I’ve been dreading this post, but it has to be written.  From the beginning, the most important thing to me was to be honest and transparent.  In the beginning there was a whole lot of ugliness, AKA all of my posts from 2016.  In 2017 things got much better and my posts were mostly positive.  I avoided writing on dark days and tried to keep everything positive.

My last post was from Monday morning and it was entirely positive.  In fact, at the end I stated that “I am feeling incredibly grateful for the day off today, going to get much needed stuff done!  This feeling reminds me that I AM getting out of this funk and that better days are ahead.”   I completed the errands and was accomplishing a lot.  I went to the garage to break up some boxes for recycling.  I had two wine boxes from the past month that were (I thought..) empty.  My plan was to get rid of them and dump the rest of a 5th of whisky I had leftover.  I don’t know what came over me, there was enough wine left for a glass and half and more whiskey than I thought.  It was 1:00 in the afternoon and for some reason, I thought I would drink the rest instead of pouring it out.  I thought drinking it would make me feel worse, and it would be kind of like a good riddance to alcohol.  Only, I finished the drinks and the only thing I wanted was more.  So I drove to the store and bought a box of wine.  I kept drinking.  I made dinner (improperly, I might add.  I forgot some KEY ingredients to the taco salad, AKA chips and cheese).  I passed out immediately after dinner, day drinking is exhausting!  I woke up around 10:00 and after searching the house I found my family in the basement watching Willy Wonka and the Chocolate Factory.  I watched and cuddled with them, contemplating whether or not I should refill my wine glass (I did not).

────

### PROBLEMS TO WORK ON
1) Repeat everything in the blog post from "I’ve been dreading" down to "keep everything positive.", word for word.
2) Answer these questions using the blog post:
(a) In which year were the writer's posts mostly positive?
(b) What time was it when the writer decided to drink the leftover wine and whiskey?
(c) What movie was the family watching in the basement?
3) Resume the blog post right after its last sentence and keep writing in the same voice.
The data after this comes from a different source than the blog post.

### MATERIAL PROVIDED
────

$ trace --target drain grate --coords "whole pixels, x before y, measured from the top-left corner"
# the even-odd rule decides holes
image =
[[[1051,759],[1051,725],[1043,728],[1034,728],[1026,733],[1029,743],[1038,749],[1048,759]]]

────

### ANSWERS GIVEN
1)
I’ve been dreading this post, but it has to be written.  From the beginning, the most important thing to me was to be honest and transparent.  In the beginning there was a whole lot of ugliness, AKA all of my posts from 2016.  In 2017 things got much better and my posts were mostly positive.  I avoided writing on dark days and tried to keep everything positive.

2)
(a) 2017
(b) 1:00 in the afternoon
(c) Willy Wonka and the Chocolate Factory

3)
The guilt and shame I woke up with was unbearable.  I felt anxious and my body ached.

This is an example on how a moment can change in a heartbeat.

Currently taking it sober, one moment at a time.

Trying to learn from my mistakes and avoid making them again.

Peace all ❤


Monday Musings

It is a relaxing Monday morning, on this President’s Day.  The kids and I are off today and tomorrow for Mid-Winter break.  I don’t have a lot to say, but thought it would do me some good to put down some thoughts.

I’m still feeling rather funky.  I wasn’t good about working out, meditating or eating well last week, so it’s no surprise.  This is the thing I can’t stand about myself lately.  I lack follow through, with everything.  I’ve talked to my therapist about it numerous times and she feels that as I work at decreasing anxiety and increasing sobriety, the focus will naturally come.  I will trust the process, as I have no other choice, although I’m beginning to wonder if medication would be a good option.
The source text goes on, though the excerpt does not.